** The records **
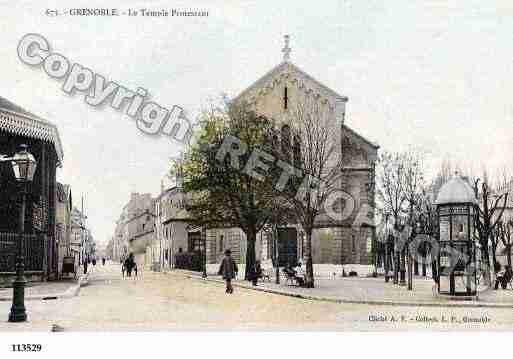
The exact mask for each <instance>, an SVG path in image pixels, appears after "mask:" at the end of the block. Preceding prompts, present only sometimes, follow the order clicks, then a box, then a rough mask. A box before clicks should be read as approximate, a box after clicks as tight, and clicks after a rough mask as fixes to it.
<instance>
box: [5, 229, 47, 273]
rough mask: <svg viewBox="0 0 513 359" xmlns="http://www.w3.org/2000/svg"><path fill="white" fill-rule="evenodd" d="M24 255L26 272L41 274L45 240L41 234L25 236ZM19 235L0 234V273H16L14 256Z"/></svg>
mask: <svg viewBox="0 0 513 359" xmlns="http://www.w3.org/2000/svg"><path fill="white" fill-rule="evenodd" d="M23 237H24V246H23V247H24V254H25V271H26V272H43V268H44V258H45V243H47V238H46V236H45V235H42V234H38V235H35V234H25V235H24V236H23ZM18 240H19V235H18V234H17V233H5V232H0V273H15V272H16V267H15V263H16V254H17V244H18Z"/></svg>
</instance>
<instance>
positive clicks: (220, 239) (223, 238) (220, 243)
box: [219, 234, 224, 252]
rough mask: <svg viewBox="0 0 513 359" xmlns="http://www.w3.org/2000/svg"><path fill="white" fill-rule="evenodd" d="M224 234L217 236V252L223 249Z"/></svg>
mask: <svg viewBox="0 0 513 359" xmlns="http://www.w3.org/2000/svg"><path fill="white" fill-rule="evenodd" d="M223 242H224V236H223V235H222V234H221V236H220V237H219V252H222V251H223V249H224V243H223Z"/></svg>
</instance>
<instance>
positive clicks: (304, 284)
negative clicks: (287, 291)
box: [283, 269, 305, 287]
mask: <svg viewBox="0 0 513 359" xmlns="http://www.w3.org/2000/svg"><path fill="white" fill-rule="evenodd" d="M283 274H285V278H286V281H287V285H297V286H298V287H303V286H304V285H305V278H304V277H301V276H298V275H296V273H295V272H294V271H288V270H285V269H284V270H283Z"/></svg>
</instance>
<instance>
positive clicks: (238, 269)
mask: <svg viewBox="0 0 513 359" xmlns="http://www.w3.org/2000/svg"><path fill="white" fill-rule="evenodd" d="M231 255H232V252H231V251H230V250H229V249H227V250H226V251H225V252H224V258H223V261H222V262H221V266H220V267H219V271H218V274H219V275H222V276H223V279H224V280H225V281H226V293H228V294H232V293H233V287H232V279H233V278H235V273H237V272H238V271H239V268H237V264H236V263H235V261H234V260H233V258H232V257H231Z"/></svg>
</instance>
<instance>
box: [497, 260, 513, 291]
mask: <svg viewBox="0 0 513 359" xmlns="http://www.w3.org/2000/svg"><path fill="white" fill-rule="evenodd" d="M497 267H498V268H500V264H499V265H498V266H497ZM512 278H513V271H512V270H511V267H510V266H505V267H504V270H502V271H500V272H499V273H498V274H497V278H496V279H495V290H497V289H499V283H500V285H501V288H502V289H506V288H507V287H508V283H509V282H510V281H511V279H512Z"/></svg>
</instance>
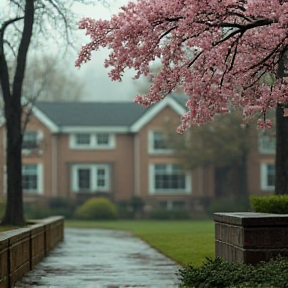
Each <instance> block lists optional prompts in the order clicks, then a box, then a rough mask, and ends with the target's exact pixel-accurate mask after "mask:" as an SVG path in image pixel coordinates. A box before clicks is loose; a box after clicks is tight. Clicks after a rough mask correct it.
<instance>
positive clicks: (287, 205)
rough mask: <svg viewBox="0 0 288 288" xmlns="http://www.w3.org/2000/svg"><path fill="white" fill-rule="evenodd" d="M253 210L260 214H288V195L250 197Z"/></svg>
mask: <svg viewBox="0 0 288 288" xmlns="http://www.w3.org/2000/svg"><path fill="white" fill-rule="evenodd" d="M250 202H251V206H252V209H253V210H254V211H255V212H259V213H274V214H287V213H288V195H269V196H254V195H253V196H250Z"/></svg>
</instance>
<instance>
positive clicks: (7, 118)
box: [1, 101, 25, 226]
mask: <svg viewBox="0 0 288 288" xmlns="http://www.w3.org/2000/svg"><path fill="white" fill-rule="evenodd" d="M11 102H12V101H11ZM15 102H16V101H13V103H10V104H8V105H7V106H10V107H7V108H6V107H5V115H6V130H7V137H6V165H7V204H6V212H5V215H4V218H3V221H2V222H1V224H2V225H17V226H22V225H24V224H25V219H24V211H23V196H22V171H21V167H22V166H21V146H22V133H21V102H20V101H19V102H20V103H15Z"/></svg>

==

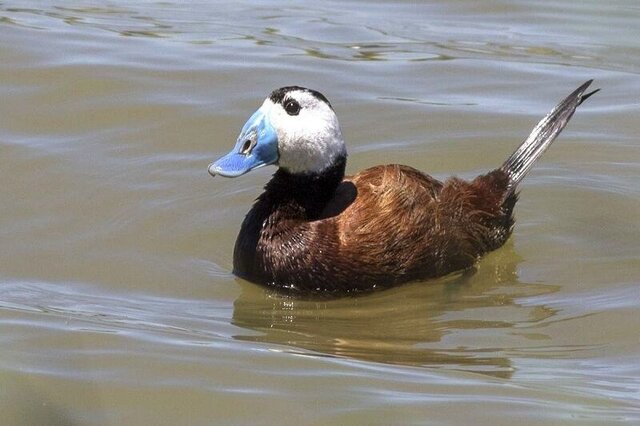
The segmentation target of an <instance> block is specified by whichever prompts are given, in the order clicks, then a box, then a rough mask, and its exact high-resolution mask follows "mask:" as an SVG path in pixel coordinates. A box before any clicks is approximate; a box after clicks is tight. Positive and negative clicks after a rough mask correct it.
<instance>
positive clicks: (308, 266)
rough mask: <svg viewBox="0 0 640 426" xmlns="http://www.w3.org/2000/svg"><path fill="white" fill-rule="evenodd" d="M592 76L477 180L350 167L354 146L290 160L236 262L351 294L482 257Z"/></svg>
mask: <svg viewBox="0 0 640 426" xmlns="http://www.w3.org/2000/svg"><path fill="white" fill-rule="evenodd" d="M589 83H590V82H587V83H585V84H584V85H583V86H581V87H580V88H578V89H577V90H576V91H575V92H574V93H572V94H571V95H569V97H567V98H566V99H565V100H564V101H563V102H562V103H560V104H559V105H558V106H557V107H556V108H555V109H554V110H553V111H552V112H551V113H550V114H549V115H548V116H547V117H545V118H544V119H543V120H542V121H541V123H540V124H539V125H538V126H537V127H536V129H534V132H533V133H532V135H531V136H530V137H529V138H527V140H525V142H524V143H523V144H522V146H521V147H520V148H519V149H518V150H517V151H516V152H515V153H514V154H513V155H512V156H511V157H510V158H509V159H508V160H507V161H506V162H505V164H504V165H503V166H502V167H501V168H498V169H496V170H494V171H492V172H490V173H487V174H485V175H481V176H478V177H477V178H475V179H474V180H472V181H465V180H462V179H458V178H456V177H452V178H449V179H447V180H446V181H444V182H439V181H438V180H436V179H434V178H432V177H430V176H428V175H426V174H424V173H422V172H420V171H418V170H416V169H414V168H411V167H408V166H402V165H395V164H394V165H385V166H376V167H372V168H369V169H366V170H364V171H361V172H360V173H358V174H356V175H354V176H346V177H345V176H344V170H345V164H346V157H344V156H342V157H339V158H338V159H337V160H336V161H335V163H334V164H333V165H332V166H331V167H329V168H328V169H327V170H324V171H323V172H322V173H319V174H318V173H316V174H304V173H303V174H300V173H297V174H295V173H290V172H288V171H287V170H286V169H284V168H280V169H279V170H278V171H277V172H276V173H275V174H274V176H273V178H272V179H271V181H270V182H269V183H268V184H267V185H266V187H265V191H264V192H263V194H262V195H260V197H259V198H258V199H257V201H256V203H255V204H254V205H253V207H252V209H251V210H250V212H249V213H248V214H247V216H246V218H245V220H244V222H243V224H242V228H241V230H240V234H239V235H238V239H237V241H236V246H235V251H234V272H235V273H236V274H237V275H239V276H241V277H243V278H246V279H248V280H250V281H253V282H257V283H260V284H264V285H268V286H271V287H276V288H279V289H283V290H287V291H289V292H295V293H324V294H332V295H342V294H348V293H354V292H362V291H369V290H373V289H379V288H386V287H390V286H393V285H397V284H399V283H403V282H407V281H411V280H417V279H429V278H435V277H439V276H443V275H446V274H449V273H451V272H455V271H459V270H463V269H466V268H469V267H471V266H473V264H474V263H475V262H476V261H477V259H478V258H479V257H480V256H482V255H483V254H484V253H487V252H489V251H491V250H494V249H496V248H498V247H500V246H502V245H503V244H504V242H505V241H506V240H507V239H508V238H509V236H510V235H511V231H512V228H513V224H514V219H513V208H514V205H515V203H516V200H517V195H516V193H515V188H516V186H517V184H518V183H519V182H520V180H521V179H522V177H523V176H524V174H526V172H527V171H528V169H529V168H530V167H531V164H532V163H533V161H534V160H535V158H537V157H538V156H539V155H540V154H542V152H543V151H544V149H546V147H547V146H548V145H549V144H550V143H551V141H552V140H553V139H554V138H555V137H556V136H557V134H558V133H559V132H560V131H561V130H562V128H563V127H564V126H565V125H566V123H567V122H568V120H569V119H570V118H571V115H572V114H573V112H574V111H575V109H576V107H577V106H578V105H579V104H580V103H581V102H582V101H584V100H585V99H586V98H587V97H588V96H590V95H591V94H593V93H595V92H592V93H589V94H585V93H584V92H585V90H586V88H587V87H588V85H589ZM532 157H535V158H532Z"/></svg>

** Task details **
Show, from the listing above, every line holding the word "after".

** Your response **
The exact mask for each <instance>, an SVG path in image pixels, appears after "mask:" at the end of the block. Preceding prompts, present only sometimes, follow the order clicks, then a box, then a rough mask. A box before clicks should be read as approximate, a box after clicks as tight, and clicks after a rough mask as fixes to it.
Each <instance> block lists optional prompts in the order clicks, then a box, then a rough mask, and ends with the target's exact pixel-accurate mask after "mask:" as an SVG path in image pixel coordinates. A box before clicks is loose; a box after clicks is tight. Clicks after a rough mask correct it.
The segmentation target of an <instance> block is specified by whichever prompts are given, in the order clicks, then a box, then a rough mask, and its exact high-resolution mask follows "mask:" as an SVG path in pixel coordinates. A box before any clicks is approximate; a box after clicks is tight. Positive and negative clicks after a rough mask correct it.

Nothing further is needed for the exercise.